Exercise goal:
Repeat every record below exactly as it appears.
☆ ☆ ☆
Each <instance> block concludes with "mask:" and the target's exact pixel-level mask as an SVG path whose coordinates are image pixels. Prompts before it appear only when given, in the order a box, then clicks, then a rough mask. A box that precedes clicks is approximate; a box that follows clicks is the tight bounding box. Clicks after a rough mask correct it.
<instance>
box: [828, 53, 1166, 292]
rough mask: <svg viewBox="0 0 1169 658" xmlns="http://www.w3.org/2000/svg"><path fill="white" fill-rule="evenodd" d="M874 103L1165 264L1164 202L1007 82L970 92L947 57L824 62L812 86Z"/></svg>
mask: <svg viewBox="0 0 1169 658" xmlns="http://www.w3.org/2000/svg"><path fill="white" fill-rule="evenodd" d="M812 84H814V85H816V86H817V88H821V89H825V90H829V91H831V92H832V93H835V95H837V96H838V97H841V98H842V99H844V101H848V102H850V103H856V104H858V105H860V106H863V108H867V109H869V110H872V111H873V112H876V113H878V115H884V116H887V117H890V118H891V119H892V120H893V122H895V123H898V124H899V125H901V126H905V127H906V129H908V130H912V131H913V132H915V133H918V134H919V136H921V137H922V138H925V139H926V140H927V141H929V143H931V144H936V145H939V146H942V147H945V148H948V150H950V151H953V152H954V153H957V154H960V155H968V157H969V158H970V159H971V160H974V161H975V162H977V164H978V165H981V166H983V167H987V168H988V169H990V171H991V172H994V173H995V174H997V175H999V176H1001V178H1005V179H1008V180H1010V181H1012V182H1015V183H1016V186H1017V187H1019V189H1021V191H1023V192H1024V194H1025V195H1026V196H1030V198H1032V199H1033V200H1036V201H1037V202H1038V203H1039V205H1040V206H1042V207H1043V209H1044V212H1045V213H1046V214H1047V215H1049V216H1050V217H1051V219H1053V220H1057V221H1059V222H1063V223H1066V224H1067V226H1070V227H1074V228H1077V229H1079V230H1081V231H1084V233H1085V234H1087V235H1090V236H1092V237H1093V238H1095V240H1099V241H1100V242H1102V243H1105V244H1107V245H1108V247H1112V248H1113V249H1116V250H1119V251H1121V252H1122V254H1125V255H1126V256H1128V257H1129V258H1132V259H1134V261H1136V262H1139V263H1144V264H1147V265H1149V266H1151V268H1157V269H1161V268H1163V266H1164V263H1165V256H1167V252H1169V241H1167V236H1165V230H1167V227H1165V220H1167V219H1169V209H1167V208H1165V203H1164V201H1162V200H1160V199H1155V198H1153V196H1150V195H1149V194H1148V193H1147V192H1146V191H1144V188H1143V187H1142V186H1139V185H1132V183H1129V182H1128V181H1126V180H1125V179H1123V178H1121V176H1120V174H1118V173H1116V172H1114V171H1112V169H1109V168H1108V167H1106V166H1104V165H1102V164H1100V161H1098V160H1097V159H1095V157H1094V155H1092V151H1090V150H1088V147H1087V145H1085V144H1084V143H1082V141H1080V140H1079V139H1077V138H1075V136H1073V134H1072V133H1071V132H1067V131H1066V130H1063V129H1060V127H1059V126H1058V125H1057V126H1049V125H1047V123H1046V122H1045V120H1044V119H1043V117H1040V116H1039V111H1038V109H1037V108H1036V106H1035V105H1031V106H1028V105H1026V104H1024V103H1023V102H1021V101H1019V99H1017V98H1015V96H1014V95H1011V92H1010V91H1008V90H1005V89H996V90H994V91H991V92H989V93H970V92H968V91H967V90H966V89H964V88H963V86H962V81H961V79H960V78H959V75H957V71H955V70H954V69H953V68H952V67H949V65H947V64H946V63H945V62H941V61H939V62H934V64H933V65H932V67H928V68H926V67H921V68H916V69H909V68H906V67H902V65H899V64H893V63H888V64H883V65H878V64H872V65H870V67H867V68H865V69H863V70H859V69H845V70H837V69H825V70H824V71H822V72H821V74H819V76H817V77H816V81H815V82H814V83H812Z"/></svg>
☆ ☆ ☆
Response area:
Each <instance> block concludes with "mask:" and the target's exact pixel-level mask as an SVG path whose coordinates are image pixels. Prompts before it appear only when given, in the order a box, then clicks, then a rough mask. A box that precedes clicks is approximate; a box that follows clicks is the tight bounding box. Clicks after a rough mask correct it.
<instance>
box: [828, 53, 1166, 292]
rough mask: <svg viewBox="0 0 1169 658" xmlns="http://www.w3.org/2000/svg"><path fill="white" fill-rule="evenodd" d="M874 103L1165 264L1164 202L1007 82L970 92L947 57L824 62L812 86Z"/></svg>
mask: <svg viewBox="0 0 1169 658" xmlns="http://www.w3.org/2000/svg"><path fill="white" fill-rule="evenodd" d="M812 84H814V85H816V86H817V88H821V89H825V90H829V91H831V92H832V93H835V95H837V96H838V97H841V98H842V99H844V101H848V102H850V103H856V104H858V105H860V106H863V108H867V109H869V110H872V111H873V112H876V113H878V115H884V116H887V117H890V118H891V119H892V120H893V122H895V123H898V124H899V125H901V126H905V127H906V129H908V130H912V131H913V132H915V133H918V134H919V136H921V137H922V138H925V139H926V140H927V141H929V143H931V144H936V145H939V146H942V147H945V148H948V150H950V151H953V152H954V153H957V154H960V155H968V157H969V158H970V159H971V160H974V161H975V162H977V164H978V165H981V166H983V167H987V168H988V169H990V171H991V172H994V173H995V174H997V175H999V176H1001V178H1005V179H1008V180H1010V181H1012V182H1015V183H1016V186H1017V187H1019V189H1021V191H1023V192H1024V194H1025V195H1026V196H1030V198H1032V199H1033V200H1036V201H1037V202H1038V203H1039V205H1040V206H1042V207H1043V209H1044V212H1045V213H1046V214H1047V215H1049V216H1050V217H1051V219H1053V220H1057V221H1059V222H1063V223H1066V224H1067V226H1070V227H1074V228H1077V229H1079V230H1081V231H1084V233H1085V234H1087V235H1090V236H1092V237H1093V238H1095V240H1099V241H1100V242H1102V243H1105V244H1107V245H1108V247H1112V248H1113V249H1116V250H1119V251H1121V252H1122V254H1125V255H1126V256H1128V257H1129V258H1132V259H1134V261H1136V262H1139V263H1144V264H1147V265H1149V266H1151V268H1157V269H1161V268H1163V266H1164V263H1165V256H1167V252H1169V241H1167V236H1165V230H1167V227H1165V220H1167V219H1169V209H1167V208H1165V203H1164V201H1162V200H1160V199H1155V198H1153V196H1150V195H1149V194H1148V193H1147V192H1146V191H1144V188H1143V187H1142V186H1139V185H1132V183H1129V182H1128V181H1126V180H1125V179H1123V178H1121V176H1120V174H1118V173H1116V172H1114V171H1112V169H1109V168H1108V167H1106V166H1104V165H1102V164H1100V161H1098V160H1097V159H1095V157H1094V155H1092V151H1090V150H1088V147H1087V145H1085V144H1084V143H1082V141H1080V140H1079V139H1077V138H1075V136H1073V134H1072V133H1071V132H1067V131H1066V130H1063V129H1060V127H1059V126H1058V125H1057V126H1049V125H1047V123H1046V122H1045V120H1044V119H1043V117H1040V116H1039V111H1038V109H1037V108H1036V106H1035V105H1031V106H1028V105H1026V104H1024V103H1023V102H1021V101H1019V99H1017V98H1015V96H1014V95H1011V92H1010V91H1008V90H1005V89H996V90H994V91H991V92H989V93H970V92H968V91H967V90H966V89H964V88H963V86H962V81H961V79H960V78H959V75H957V71H955V70H954V69H953V68H952V67H949V65H947V64H946V63H945V62H941V61H939V62H934V64H933V65H932V67H928V68H926V67H921V68H916V69H909V68H906V67H902V65H899V64H893V63H888V64H883V65H878V64H872V65H870V67H867V68H865V69H863V70H859V69H845V70H837V69H825V70H824V71H822V72H821V74H819V76H817V77H816V81H815V82H814V83H812Z"/></svg>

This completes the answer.